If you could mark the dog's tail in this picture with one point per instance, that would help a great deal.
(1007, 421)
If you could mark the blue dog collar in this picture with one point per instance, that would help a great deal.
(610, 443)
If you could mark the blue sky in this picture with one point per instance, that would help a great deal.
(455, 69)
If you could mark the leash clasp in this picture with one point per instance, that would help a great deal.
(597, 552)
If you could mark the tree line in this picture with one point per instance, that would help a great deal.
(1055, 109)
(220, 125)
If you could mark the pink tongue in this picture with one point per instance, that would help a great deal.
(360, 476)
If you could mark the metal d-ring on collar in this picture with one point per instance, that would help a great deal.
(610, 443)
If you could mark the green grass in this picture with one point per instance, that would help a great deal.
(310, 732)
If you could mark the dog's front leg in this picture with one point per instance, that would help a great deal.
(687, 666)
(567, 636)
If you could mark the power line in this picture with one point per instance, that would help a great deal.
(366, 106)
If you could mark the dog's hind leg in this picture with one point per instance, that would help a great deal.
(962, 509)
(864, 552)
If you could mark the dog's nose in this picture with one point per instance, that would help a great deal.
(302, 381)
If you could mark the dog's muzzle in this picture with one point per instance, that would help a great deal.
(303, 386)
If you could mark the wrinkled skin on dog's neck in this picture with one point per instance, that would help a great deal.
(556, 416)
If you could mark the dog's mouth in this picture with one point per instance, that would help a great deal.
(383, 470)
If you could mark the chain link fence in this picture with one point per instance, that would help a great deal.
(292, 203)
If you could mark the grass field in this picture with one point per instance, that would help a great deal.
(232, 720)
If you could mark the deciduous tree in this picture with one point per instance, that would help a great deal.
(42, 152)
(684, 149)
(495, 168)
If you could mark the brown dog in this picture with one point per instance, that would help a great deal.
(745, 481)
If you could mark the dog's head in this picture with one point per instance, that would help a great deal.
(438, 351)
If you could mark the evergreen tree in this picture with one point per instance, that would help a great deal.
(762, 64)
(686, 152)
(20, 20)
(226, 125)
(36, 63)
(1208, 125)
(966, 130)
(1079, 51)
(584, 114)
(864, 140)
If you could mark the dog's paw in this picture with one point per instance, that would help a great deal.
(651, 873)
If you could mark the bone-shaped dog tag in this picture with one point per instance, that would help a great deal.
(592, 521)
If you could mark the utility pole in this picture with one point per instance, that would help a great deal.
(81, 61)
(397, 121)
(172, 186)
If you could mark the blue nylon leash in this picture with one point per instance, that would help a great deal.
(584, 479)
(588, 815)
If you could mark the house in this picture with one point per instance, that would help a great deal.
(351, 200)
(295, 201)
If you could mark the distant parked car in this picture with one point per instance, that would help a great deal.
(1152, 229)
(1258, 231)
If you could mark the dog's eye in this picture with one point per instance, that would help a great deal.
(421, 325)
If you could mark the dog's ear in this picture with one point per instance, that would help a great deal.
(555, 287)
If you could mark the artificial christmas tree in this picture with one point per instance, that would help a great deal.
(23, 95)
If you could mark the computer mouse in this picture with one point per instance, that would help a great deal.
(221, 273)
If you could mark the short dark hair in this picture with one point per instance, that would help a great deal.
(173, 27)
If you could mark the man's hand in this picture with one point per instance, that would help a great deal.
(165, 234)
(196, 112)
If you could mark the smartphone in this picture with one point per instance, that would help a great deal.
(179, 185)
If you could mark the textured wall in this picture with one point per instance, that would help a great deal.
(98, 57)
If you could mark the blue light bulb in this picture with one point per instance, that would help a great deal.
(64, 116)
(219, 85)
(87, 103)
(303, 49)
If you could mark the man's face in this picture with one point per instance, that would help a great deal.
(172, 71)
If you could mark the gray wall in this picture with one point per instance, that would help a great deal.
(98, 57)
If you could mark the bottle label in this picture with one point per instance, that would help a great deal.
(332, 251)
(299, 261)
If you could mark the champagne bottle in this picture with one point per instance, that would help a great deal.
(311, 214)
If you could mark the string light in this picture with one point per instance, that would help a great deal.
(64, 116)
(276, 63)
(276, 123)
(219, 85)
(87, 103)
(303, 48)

**Task directions**. I need each of the entries above printed again exactly.

**Exercise response**.
If you could mark the dog's tail in this picture with one point per instance, that would help a great deal.
(1007, 421)
If you could mark the blue dog collar in this picture with one point per instance, that would help a great deal.
(610, 443)
If you could mark the blue sky in this picture with one point per instance, that would help a great deal.
(455, 69)
If you could mark the leash clasp in this picture with one point per instance, that would help a great deal.
(597, 552)
If you could mark the tree line in this picture with one point per instance, that would help a great deal.
(1055, 109)
(220, 125)
If you could mark the pink tongue in this picture with one point per instance, that would help a great deal.
(360, 476)
If you could mark the metal d-ring on collar in this picture with one point per instance, that would help a great deal.
(610, 443)
If you could mark the green grass in this picture with one point per instance, that would help a great deal.
(310, 732)
If you could mark the dog's front leg in this picture with one point per instance, that would help a great deal.
(687, 666)
(567, 636)
If you could mark the power line in this picture with one point per instance, that would help a great deal.
(366, 106)
If you could mark the dog's hind leg in this picture with one point per instance, that would help a great deal.
(962, 509)
(864, 552)
If you could mark the dog's nose in this picture with one point per instance, that would help a great deal.
(302, 381)
If you could mark the dog's muzzle in this picture with one point per instance, that would help a great deal.
(303, 386)
If you could mark the wrinkled skin on dog's neck in this picture with one point per instance, that would help a great deal.
(556, 416)
If you could mark the dog's mouth in this picture with one point per instance, that would help a great deal.
(383, 470)
If you could mark the chain link fence in this picture with one point per instance, that would help a great deal.
(292, 203)
If you could mark the grass field in this picture with one point per instance, that would help a great deal.
(232, 720)
If you could mark the deciduous tree in this picture with one point per instance, that would help a great deal.
(42, 152)
(684, 149)
(495, 168)
If you could mark the brown dog in this picture with one point per instance, that would help a great deal.
(745, 481)
If you could mark the dog's head in this picture with one point per instance, that would help a great deal.
(438, 351)
If you could mark the evergreen tree in this picture with one point per instance, that would help a great deal.
(762, 64)
(686, 152)
(20, 20)
(226, 125)
(36, 63)
(1208, 125)
(966, 130)
(1079, 51)
(584, 114)
(864, 140)
If you could mark the dog's paw in this picture with one point per instance, that would help a great deal.
(651, 873)
If you could mark the bone-shaped dog tag in this picture with one point per instance, that would help a great deal.
(592, 521)
If you could mark the utility pole in this picture with one point per instance, that would help a great deal.
(81, 61)
(397, 121)
(172, 186)
If you could mark the blue nylon leash in this picture with one point per instance, that would help a great deal.
(584, 479)
(588, 815)
If you could mark the house in this picture with one point per instance, that would help a great deal.
(351, 200)
(295, 201)
If you could mark the distant parked car in this picture with one point per instance, that would help a great deal.
(1152, 229)
(1258, 231)
If you could mark the dog's eye in this picture with one point per instance, that would help a great deal.
(421, 325)
If you could mark the dog's ear in this picture with one point per instance, that would help a great deal.
(555, 287)
If you could mark the artificial christmas tree in this picture with one point per instance, that would help a great deal.
(23, 95)
If you could mark the computer mouse in this picture with one point per instance, that would help a great deal.
(221, 273)
If you could mark the short dark hair in this picture with one point per instance, that would help a great deal.
(173, 27)
If you could mark the man's hand in this picture with one point per instance, that would help a great deal.
(165, 234)
(196, 112)
If you could mark the smartphone in this picture with one point per instance, that would help a great deal.
(179, 185)
If you could mark the textured wall in this picture with one point per instance, that would help a great deal.
(98, 57)
If you could mark the blue light bulb in this picture with one point per instance, that would help a great deal.
(64, 116)
(219, 85)
(87, 103)
(303, 49)
If you could mark the man's face in this picture with one point per instance, that would help a great deal.
(172, 71)
If you could mark the gray wall in this picture with one point per instance, that would help a great deal.
(98, 57)
If you could mark the bottle label in this picture with one point per instance, that would help a great deal.
(332, 251)
(299, 261)
If you could mark the champagne bottle in this picture with one point per instance, that would help a great deal.
(311, 214)
If you could mark the string light in this picture with one point per instance, that would help a great deal.
(64, 116)
(276, 63)
(276, 123)
(219, 85)
(87, 103)
(303, 48)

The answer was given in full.